§ **SUPPLIED INFORMATION**:
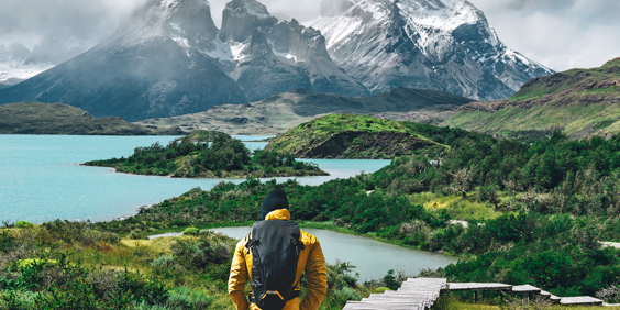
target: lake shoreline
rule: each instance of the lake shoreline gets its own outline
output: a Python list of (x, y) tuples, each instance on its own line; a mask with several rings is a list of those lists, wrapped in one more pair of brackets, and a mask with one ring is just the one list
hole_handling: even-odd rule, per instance
[[(153, 239), (157, 239), (157, 237), (174, 237), (174, 236), (179, 236), (182, 235), (182, 232), (188, 229), (188, 228), (196, 228), (199, 230), (212, 230), (212, 229), (232, 229), (232, 228), (247, 228), (248, 231), (252, 230), (252, 225), (256, 223), (256, 222), (243, 222), (243, 223), (232, 223), (232, 222), (228, 222), (228, 223), (222, 223), (222, 224), (204, 224), (204, 225), (196, 225), (196, 226), (179, 226), (179, 228), (174, 228), (174, 229), (164, 229), (164, 230), (157, 230), (154, 231), (154, 234), (148, 235), (147, 237), (150, 240)], [(336, 233), (342, 233), (342, 234), (348, 234), (348, 235), (354, 235), (354, 236), (361, 236), (361, 237), (367, 237), (369, 240), (374, 240), (374, 241), (378, 241), (378, 242), (383, 242), (386, 244), (391, 244), (391, 245), (396, 245), (402, 248), (407, 248), (407, 250), (416, 250), (416, 251), (421, 251), (421, 252), (425, 252), (425, 253), (433, 253), (433, 254), (441, 254), (443, 256), (447, 256), (447, 257), (453, 257), (453, 258), (457, 258), (457, 259), (463, 259), (463, 261), (470, 261), (473, 259), (473, 257), (468, 257), (468, 256), (461, 256), (461, 255), (455, 255), (453, 253), (445, 253), (445, 252), (433, 252), (433, 251), (427, 251), (427, 250), (422, 250), (419, 246), (411, 246), (411, 245), (406, 245), (406, 244), (400, 244), (397, 243), (395, 241), (390, 241), (388, 239), (383, 239), (376, 235), (373, 235), (370, 233), (368, 234), (358, 234), (352, 230), (347, 230), (345, 228), (340, 228), (334, 225), (333, 223), (330, 222), (308, 222), (308, 221), (301, 221), (298, 222), (299, 228), (300, 229), (312, 229), (312, 230), (324, 230), (324, 231), (330, 231), (330, 232), (336, 232)], [(168, 235), (169, 234), (169, 235)], [(175, 234), (175, 235), (171, 235)], [(155, 236), (155, 237), (154, 237)], [(152, 239), (153, 237), (153, 239)]]

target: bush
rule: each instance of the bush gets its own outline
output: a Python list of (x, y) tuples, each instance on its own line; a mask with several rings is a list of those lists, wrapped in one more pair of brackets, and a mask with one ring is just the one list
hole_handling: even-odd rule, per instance
[(19, 221), (15, 223), (15, 228), (16, 229), (32, 229), (34, 228), (34, 224), (31, 222), (26, 222), (26, 221)]
[(185, 229), (185, 231), (182, 232), (184, 235), (197, 235), (198, 234), (198, 229), (197, 228), (187, 228)]

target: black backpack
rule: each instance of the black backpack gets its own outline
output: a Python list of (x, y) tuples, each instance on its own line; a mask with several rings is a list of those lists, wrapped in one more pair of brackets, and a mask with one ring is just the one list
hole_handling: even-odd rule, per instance
[(306, 248), (301, 231), (292, 221), (262, 221), (252, 228), (245, 245), (252, 251), (252, 295), (250, 301), (263, 310), (281, 310), (299, 297), (297, 263)]

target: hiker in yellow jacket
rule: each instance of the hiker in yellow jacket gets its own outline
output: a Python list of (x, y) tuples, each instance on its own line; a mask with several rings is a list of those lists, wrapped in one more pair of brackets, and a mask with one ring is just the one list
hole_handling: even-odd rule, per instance
[[(281, 189), (269, 192), (263, 202), (262, 219), (265, 221), (286, 221), (290, 220), (288, 211), (288, 199)], [(236, 309), (259, 310), (254, 302), (248, 302), (244, 294), (246, 281), (252, 281), (252, 252), (247, 251), (246, 245), (250, 236), (241, 240), (235, 248), (229, 278), (229, 295)], [(321, 301), (328, 290), (328, 270), (321, 244), (313, 235), (301, 231), (300, 241), (305, 250), (299, 252), (297, 263), (297, 276), (295, 279), (296, 290), (299, 290), (299, 279), (306, 273), (308, 279), (308, 294), (300, 301), (299, 297), (287, 301), (284, 310), (315, 310), (321, 306)], [(252, 296), (252, 295), (251, 295)], [(297, 295), (298, 296), (298, 295)], [(251, 297), (252, 298), (252, 297)]]

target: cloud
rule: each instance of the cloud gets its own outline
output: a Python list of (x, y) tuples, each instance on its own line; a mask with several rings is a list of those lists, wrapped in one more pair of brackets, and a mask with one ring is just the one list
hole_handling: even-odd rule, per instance
[(144, 0), (2, 0), (0, 43), (32, 48), (44, 36), (97, 41)]
[(620, 56), (620, 1), (469, 0), (501, 41), (555, 70), (598, 67)]
[[(32, 48), (45, 35), (101, 41), (146, 0), (1, 0), (0, 44)], [(413, 0), (402, 0), (413, 1)], [(600, 66), (620, 56), (618, 0), (469, 0), (512, 49), (556, 70)], [(221, 23), (229, 0), (210, 0)], [(277, 18), (308, 21), (321, 0), (264, 0)], [(74, 40), (75, 42), (75, 40)]]

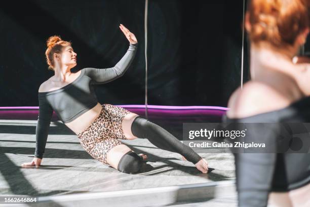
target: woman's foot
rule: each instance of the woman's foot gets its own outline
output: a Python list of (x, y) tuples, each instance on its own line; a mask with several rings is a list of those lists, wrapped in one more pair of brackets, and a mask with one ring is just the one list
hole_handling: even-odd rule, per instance
[(138, 155), (142, 158), (142, 160), (145, 160), (147, 159), (147, 155), (145, 155), (144, 154), (139, 154)]
[(208, 162), (205, 159), (202, 158), (195, 164), (196, 168), (200, 171), (202, 171), (202, 173), (207, 173), (208, 170)]

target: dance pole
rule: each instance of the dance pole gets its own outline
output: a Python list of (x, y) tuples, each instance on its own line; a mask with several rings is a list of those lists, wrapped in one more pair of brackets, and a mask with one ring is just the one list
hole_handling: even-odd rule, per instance
[(144, 55), (145, 56), (145, 117), (147, 117), (147, 5), (148, 0), (145, 0), (145, 6), (144, 8)]
[(245, 0), (243, 0), (243, 19), (242, 22), (242, 51), (241, 54), (241, 89), (243, 86), (243, 57), (244, 56), (244, 8)]

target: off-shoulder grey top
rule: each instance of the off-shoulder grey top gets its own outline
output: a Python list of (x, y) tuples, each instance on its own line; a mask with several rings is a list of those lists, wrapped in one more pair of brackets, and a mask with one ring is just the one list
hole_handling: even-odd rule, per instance
[(113, 67), (84, 68), (75, 80), (62, 88), (38, 92), (35, 157), (43, 158), (53, 111), (65, 123), (94, 107), (98, 100), (92, 85), (106, 83), (123, 76), (134, 59), (137, 45), (131, 44), (124, 57)]

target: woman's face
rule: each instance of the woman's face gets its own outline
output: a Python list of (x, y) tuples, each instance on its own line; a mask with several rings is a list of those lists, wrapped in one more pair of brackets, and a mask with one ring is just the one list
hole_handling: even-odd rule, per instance
[(62, 65), (68, 66), (70, 68), (76, 65), (76, 53), (70, 46), (64, 47), (62, 49), (59, 59)]

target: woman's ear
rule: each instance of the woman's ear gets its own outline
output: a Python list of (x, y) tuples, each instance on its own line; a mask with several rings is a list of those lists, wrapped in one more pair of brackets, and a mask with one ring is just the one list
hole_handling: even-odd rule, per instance
[(307, 36), (308, 33), (309, 28), (307, 27), (298, 34), (296, 40), (296, 43), (299, 45), (304, 45), (307, 40)]
[(57, 59), (59, 58), (59, 55), (56, 53), (54, 53), (53, 56), (54, 56), (54, 58), (56, 59)]

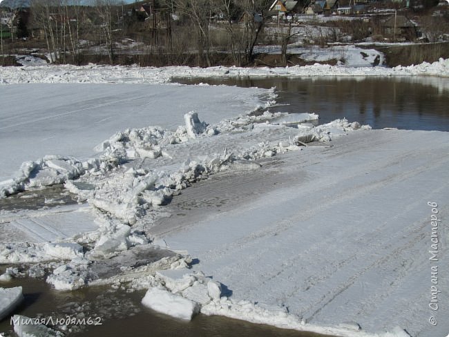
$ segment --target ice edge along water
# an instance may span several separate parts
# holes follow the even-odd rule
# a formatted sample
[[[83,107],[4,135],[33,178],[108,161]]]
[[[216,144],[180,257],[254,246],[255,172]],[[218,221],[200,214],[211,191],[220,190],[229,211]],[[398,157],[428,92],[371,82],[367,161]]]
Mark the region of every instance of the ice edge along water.
[[[435,66],[436,64],[436,66]],[[443,66],[441,71],[441,65]],[[317,68],[318,67],[318,68]],[[64,67],[63,67],[64,68]],[[92,68],[96,68],[92,67]],[[293,67],[294,68],[294,67]],[[87,67],[88,69],[89,68]],[[321,66],[313,66],[310,70],[316,70],[318,68],[322,68]],[[333,69],[332,67],[329,68],[327,66],[324,68]],[[437,68],[438,73],[435,68]],[[82,69],[79,68],[79,69]],[[117,68],[115,68],[117,69]],[[122,68],[123,69],[123,68]],[[133,70],[133,68],[128,68],[128,70]],[[405,69],[405,70],[404,70]],[[369,71],[365,71],[363,75],[367,74],[375,75],[447,75],[447,61],[444,60],[440,60],[439,62],[437,62],[433,65],[424,64],[423,66],[417,66],[417,67],[409,67],[408,68],[396,68],[395,71],[397,71],[396,73],[388,74],[384,73],[381,74],[379,73],[370,73]],[[153,69],[152,69],[153,70]],[[179,68],[178,69],[180,70]],[[198,69],[198,70],[200,69]],[[280,71],[271,71],[269,70],[268,74],[267,71],[262,71],[259,73],[260,76],[267,76],[268,75],[285,75],[287,76],[298,76],[298,75],[298,75],[299,73],[291,73],[289,75],[288,73],[283,73],[284,69],[280,69]],[[67,69],[66,69],[66,71]],[[248,73],[245,73],[247,70],[236,69],[233,68],[222,68],[220,67],[212,69],[211,73],[210,73],[211,69],[208,70],[209,73],[206,73],[207,76],[216,76],[218,73],[222,75],[222,71],[224,70],[225,75],[231,75],[231,71],[236,70],[237,72],[235,75],[237,76],[251,75],[256,75],[254,73],[251,73],[251,70],[248,70]],[[155,70],[156,72],[160,71],[159,70]],[[217,71],[218,73],[217,73]],[[257,70],[256,70],[257,73]],[[186,75],[186,73],[188,75]],[[187,71],[184,73],[182,75],[190,75],[190,76],[204,76],[204,74],[199,74],[200,72],[192,71],[191,68],[188,68]],[[313,72],[312,72],[313,73]],[[335,75],[338,74],[339,75],[341,73],[339,73],[338,71],[336,72],[327,72],[327,74],[331,73],[332,75]],[[263,74],[263,75],[262,75]],[[2,72],[2,75],[3,75]],[[70,71],[68,73],[64,73],[64,76],[67,76],[67,78],[70,77]],[[110,74],[111,75],[111,74]],[[172,74],[173,75],[173,74]],[[179,73],[176,74],[179,75]],[[312,75],[316,75],[314,73]],[[353,74],[352,74],[353,75]],[[29,77],[28,77],[29,78]],[[46,78],[41,77],[41,79],[45,79],[45,81],[64,81],[64,77],[57,76]],[[129,78],[129,77],[128,77]],[[156,81],[161,80],[162,81],[167,81],[168,77],[164,78],[164,77],[157,77],[155,76],[153,79],[153,80],[156,79]],[[73,79],[73,78],[69,80]],[[94,81],[102,81],[104,78],[102,77],[101,79],[95,78]],[[8,80],[5,79],[4,77],[2,77],[2,82],[6,84],[8,83]],[[9,82],[11,83],[11,82]],[[279,117],[279,115],[265,115],[262,116],[262,118],[265,118],[267,121],[269,119],[273,119],[275,117]],[[314,119],[314,118],[312,118]],[[237,119],[236,119],[237,121]],[[197,137],[211,137],[213,136],[218,133],[222,133],[223,131],[229,131],[236,128],[236,126],[241,127],[243,125],[245,127],[248,127],[249,125],[252,124],[255,121],[252,120],[249,122],[245,122],[242,123],[242,121],[234,121],[235,124],[233,125],[232,123],[229,123],[229,121],[227,121],[225,123],[225,125],[220,125],[217,127],[211,127],[207,126],[207,124],[200,122],[194,113],[189,113],[186,115],[185,117],[185,126],[178,128],[175,133],[166,132],[165,130],[157,129],[157,128],[146,128],[146,129],[137,129],[131,131],[126,131],[124,133],[118,133],[114,137],[111,137],[111,139],[104,142],[101,144],[100,149],[104,151],[104,155],[99,157],[95,158],[93,160],[90,160],[89,161],[80,162],[77,161],[75,158],[67,157],[64,156],[48,156],[35,162],[28,162],[26,163],[23,166],[23,175],[21,177],[19,181],[15,182],[8,182],[6,184],[7,186],[5,187],[5,184],[3,184],[3,193],[6,195],[10,193],[15,193],[14,184],[19,186],[19,189],[23,186],[23,184],[29,184],[29,186],[46,186],[48,184],[52,184],[54,183],[61,183],[66,182],[66,186],[68,188],[72,189],[73,191],[81,195],[81,198],[85,198],[89,200],[89,197],[91,196],[90,191],[92,190],[88,189],[87,191],[85,189],[79,189],[79,186],[77,186],[76,184],[73,184],[70,185],[72,182],[71,180],[79,177],[80,175],[84,175],[88,173],[94,173],[100,172],[104,174],[111,171],[113,171],[117,164],[122,160],[124,158],[149,158],[151,160],[156,160],[160,157],[170,157],[171,155],[168,152],[164,151],[163,146],[165,145],[174,145],[175,144],[187,142],[190,139],[195,139]],[[270,123],[268,123],[270,124]],[[332,123],[329,124],[332,124]],[[229,125],[231,126],[229,127]],[[271,125],[271,127],[273,124]],[[216,157],[215,158],[208,158],[208,160],[204,161],[203,162],[191,162],[190,161],[186,162],[183,164],[182,169],[178,171],[175,171],[174,175],[173,175],[173,172],[171,172],[168,175],[162,175],[162,176],[154,175],[154,173],[146,172],[145,171],[138,172],[139,170],[135,170],[133,168],[130,169],[131,171],[127,171],[127,173],[131,176],[133,180],[133,183],[131,186],[132,189],[130,189],[129,193],[126,193],[127,195],[125,198],[120,200],[120,204],[122,205],[122,207],[117,207],[115,202],[111,204],[110,200],[111,199],[109,196],[106,195],[108,198],[102,198],[101,195],[96,196],[97,200],[93,202],[93,204],[98,207],[99,209],[109,211],[110,213],[115,215],[116,218],[118,218],[120,221],[119,222],[127,222],[130,224],[135,223],[137,221],[136,215],[138,218],[138,213],[142,210],[139,209],[137,206],[142,206],[142,200],[140,200],[138,202],[135,203],[135,199],[138,199],[139,197],[142,196],[142,194],[148,191],[149,188],[150,190],[149,195],[145,195],[144,199],[144,205],[151,205],[154,204],[155,206],[160,204],[163,202],[164,198],[169,196],[170,191],[164,189],[166,189],[168,186],[176,186],[178,189],[184,188],[185,186],[183,186],[182,184],[185,181],[189,181],[189,179],[195,180],[198,177],[196,175],[198,173],[204,173],[204,172],[211,173],[213,173],[215,170],[219,169],[220,166],[223,164],[228,163],[231,163],[236,160],[247,160],[248,159],[257,159],[260,157],[263,157],[265,156],[271,156],[276,154],[277,151],[287,151],[292,150],[297,147],[298,145],[301,144],[302,143],[305,143],[307,142],[314,140],[314,139],[320,139],[323,137],[328,137],[329,133],[338,134],[338,131],[344,133],[348,130],[358,128],[359,126],[356,124],[350,124],[347,123],[347,121],[336,121],[333,122],[332,125],[323,126],[321,128],[313,128],[309,126],[305,126],[305,130],[303,130],[302,132],[298,133],[297,137],[294,138],[292,141],[283,141],[278,142],[276,144],[263,144],[259,146],[256,151],[251,150],[249,154],[247,151],[246,153],[241,153],[240,155],[241,158],[239,158],[239,155],[236,154],[231,154],[224,153],[220,156]],[[254,126],[253,126],[254,127]],[[326,128],[332,128],[334,132],[331,133],[329,129]],[[244,128],[241,128],[245,129]],[[338,130],[339,129],[339,130]],[[156,139],[157,142],[147,142],[149,139]],[[211,169],[211,168],[212,169]],[[37,175],[35,177],[35,179],[32,181],[29,180],[29,173],[31,171],[44,171],[43,173],[39,176]],[[186,173],[189,173],[186,175]],[[180,177],[178,175],[180,173]],[[137,181],[136,180],[137,178]],[[174,178],[174,179],[173,179]],[[163,181],[164,180],[168,180],[171,182],[169,185],[162,185],[164,186],[162,189],[159,190],[155,190],[153,186],[156,185],[156,182],[160,180]],[[173,182],[176,184],[173,185]],[[179,183],[179,184],[178,184]],[[8,184],[10,184],[8,186]],[[110,193],[111,191],[108,191],[108,193]],[[154,193],[159,192],[159,193]],[[168,192],[168,194],[165,194],[166,192]],[[101,193],[99,193],[101,195]],[[106,193],[107,194],[107,193]],[[103,195],[104,197],[104,195]],[[105,201],[104,199],[106,199]],[[139,236],[138,233],[133,233],[131,235],[131,228],[129,226],[126,224],[122,224],[120,223],[116,223],[112,228],[108,228],[106,230],[106,233],[103,235],[99,238],[97,238],[96,244],[93,249],[93,251],[99,254],[100,256],[108,256],[108,254],[115,253],[117,251],[120,250],[126,250],[129,248],[133,243],[139,242],[140,244],[146,244],[147,242],[145,242],[145,238]],[[133,238],[133,239],[132,239]],[[70,243],[68,244],[70,245]],[[64,247],[64,249],[68,251],[68,254],[64,253],[62,254],[59,254],[58,251],[59,248],[62,248],[61,247],[57,246],[49,246],[46,244],[44,249],[46,251],[50,251],[50,253],[41,254],[41,258],[45,257],[43,260],[45,260],[46,258],[60,258],[62,260],[64,259],[70,259],[72,258],[71,264],[72,265],[61,265],[59,267],[56,268],[53,271],[52,275],[48,279],[48,282],[52,283],[55,285],[57,288],[59,289],[75,289],[77,287],[83,285],[85,282],[84,278],[86,275],[79,275],[79,270],[77,269],[77,267],[74,266],[85,266],[88,264],[88,260],[86,261],[84,258],[82,257],[82,249],[81,247],[77,245],[77,244],[72,244],[73,246],[70,247]],[[37,245],[37,247],[39,245]],[[43,246],[44,247],[44,246]],[[58,248],[59,247],[59,248]],[[56,248],[56,249],[55,249]],[[41,247],[39,247],[38,249],[41,249]],[[64,250],[64,249],[63,249]],[[56,252],[56,254],[55,253]],[[25,253],[25,252],[22,252]],[[37,256],[39,256],[39,253],[36,254]],[[3,255],[3,254],[2,254]],[[11,255],[11,254],[10,254]],[[12,254],[13,255],[13,254]],[[15,258],[12,260],[10,260],[10,262],[12,261],[21,261],[26,260],[26,253],[24,255]],[[33,254],[34,255],[34,253]],[[25,259],[25,260],[24,260]],[[39,260],[39,258],[38,258]],[[7,259],[8,260],[8,259]],[[178,264],[179,265],[183,265]],[[171,267],[173,267],[173,265],[170,265]],[[81,276],[81,277],[80,277]],[[84,278],[83,277],[84,276]],[[159,280],[159,283],[155,283],[157,285],[161,284],[161,280]],[[165,282],[162,281],[162,283]],[[196,284],[195,282],[197,282]],[[210,282],[206,282],[207,285],[209,285]],[[185,291],[187,289],[193,287],[193,285],[195,284],[196,288],[200,288],[201,290],[196,289],[195,291]],[[201,294],[201,291],[204,293],[204,287],[200,287],[199,285],[204,285],[203,282],[201,283],[200,280],[195,280],[193,282],[193,285],[188,287],[187,288],[183,289],[182,293],[183,296],[189,298],[188,296],[193,297],[195,298],[199,298],[198,296],[198,294]],[[198,287],[197,287],[198,286]],[[195,294],[195,296],[191,295],[191,293]],[[231,317],[241,317],[242,312],[252,312],[254,314],[252,317],[251,315],[247,316],[247,318],[249,320],[253,320],[257,322],[268,322],[269,324],[273,324],[281,327],[293,327],[298,329],[307,329],[307,330],[313,330],[321,332],[326,333],[332,333],[336,334],[341,334],[343,336],[352,336],[352,332],[348,331],[348,330],[357,330],[356,324],[347,324],[344,328],[324,328],[323,327],[316,327],[317,330],[314,330],[314,327],[310,325],[307,325],[306,327],[303,325],[304,322],[301,322],[300,320],[298,320],[297,317],[291,316],[287,313],[285,312],[282,309],[280,309],[280,313],[279,315],[279,319],[275,320],[276,322],[274,322],[273,320],[269,318],[272,316],[273,313],[276,311],[274,311],[274,308],[270,308],[269,310],[260,309],[258,308],[257,305],[254,305],[253,303],[249,302],[239,302],[238,303],[233,303],[232,299],[222,298],[219,300],[218,298],[213,298],[210,296],[210,294],[208,291],[208,295],[211,300],[213,300],[209,302],[207,304],[205,304],[206,300],[204,298],[207,298],[205,296],[202,297],[204,305],[202,308],[202,312],[204,314],[219,314],[225,316],[229,316]],[[204,293],[203,293],[204,295]],[[195,297],[197,296],[197,297]],[[201,297],[201,296],[200,296]],[[150,301],[151,302],[151,301]],[[195,311],[195,310],[193,310]],[[277,317],[277,316],[276,316]],[[303,323],[303,324],[301,324]],[[298,326],[296,326],[298,325]],[[396,329],[394,331],[392,331],[394,336],[401,336],[403,335],[405,332],[402,330]],[[356,336],[363,336],[361,334],[360,331],[356,333]],[[388,336],[388,335],[385,335]]]

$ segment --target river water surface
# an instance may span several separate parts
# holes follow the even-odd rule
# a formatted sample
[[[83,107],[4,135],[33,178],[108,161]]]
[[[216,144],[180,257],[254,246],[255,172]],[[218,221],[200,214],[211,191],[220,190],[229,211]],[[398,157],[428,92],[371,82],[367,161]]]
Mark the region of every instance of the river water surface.
[[[276,87],[278,95],[278,105],[271,108],[271,110],[316,113],[320,115],[320,123],[346,117],[350,122],[358,121],[370,124],[374,128],[393,127],[449,131],[448,79],[276,77],[175,79],[173,81],[185,84],[207,83],[242,87]],[[8,202],[3,204],[5,209],[28,208],[26,205]],[[0,273],[5,268],[6,266],[0,266]],[[17,285],[23,287],[25,302],[16,314],[30,317],[47,317],[83,312],[86,316],[102,318],[102,325],[80,327],[69,336],[320,336],[223,317],[199,315],[190,322],[173,320],[143,307],[140,300],[144,291],[127,293],[123,290],[95,287],[61,292],[50,289],[41,280],[26,278],[0,284],[0,287]],[[0,332],[13,336],[9,321],[3,320],[0,322]]]
[[[318,113],[320,124],[345,117],[373,128],[449,131],[448,78],[238,77],[173,81],[184,84],[276,87],[276,101],[285,105],[274,107],[272,111]]]

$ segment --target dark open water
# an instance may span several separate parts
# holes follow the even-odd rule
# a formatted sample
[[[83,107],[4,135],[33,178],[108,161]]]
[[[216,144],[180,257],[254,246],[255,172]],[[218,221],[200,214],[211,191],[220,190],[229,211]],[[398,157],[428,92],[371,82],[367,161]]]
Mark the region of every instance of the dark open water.
[[[449,79],[441,77],[282,77],[173,79],[184,84],[207,83],[242,87],[276,87],[273,111],[316,113],[320,124],[337,118],[409,130],[449,131]]]
[[[343,117],[374,128],[394,127],[449,131],[449,79],[285,78],[176,79],[186,84],[208,83],[269,88],[276,86],[280,105],[273,111],[316,113],[320,123]],[[10,205],[11,206],[17,205]],[[0,266],[0,273],[5,266]],[[143,307],[144,291],[128,293],[109,288],[71,292],[51,289],[43,280],[17,279],[0,287],[22,285],[24,303],[16,314],[30,317],[64,316],[82,312],[99,316],[102,325],[82,327],[68,336],[318,336],[254,325],[223,317],[199,315],[191,322],[171,319]],[[75,329],[76,330],[76,329]],[[0,332],[12,334],[10,322],[0,322]],[[14,336],[14,334],[12,334]]]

§ **AIM**: Rewrite the lines starting at the one containing "target: woman's foot" and ending at the one containing "56), (244, 8)]", both included, as a JSON list of strings with one string per line and blank lines dropped.

§ **RESPONSE**:
[
  "target: woman's foot",
  "rule: each instance of the woman's foot gets its own outline",
  "output: a Python list of (x, y) tuples, each instance on its own line; a mask with several rings is a list of those lists, wrapped in one more pair of brackets, and a mask with one ring is just the one list",
  "hole_handling: even-odd rule, per instance",
  "[(138, 155), (142, 158), (142, 160), (145, 160), (147, 159), (147, 155), (145, 155), (144, 154), (139, 154)]",
  "[(208, 162), (205, 159), (202, 158), (195, 164), (196, 168), (200, 171), (202, 171), (202, 173), (207, 173), (208, 170)]",
  "target: dance pole",
  "rule: each instance of the dance pole gets its own outline",
  "output: a Python list of (x, y) tuples, each instance on its own line; a mask with several rings is a list of those lists, wrapped in one more pair of brackets, and a mask with one ring is just the one list",
  "hole_handling: even-odd rule, per instance",
  "[(144, 55), (145, 56), (145, 117), (147, 117), (147, 5), (148, 0), (145, 0), (145, 6), (144, 8)]",
  "[(245, 0), (243, 0), (243, 19), (242, 22), (242, 51), (241, 54), (241, 89), (243, 86), (243, 57), (244, 56), (244, 8)]"
]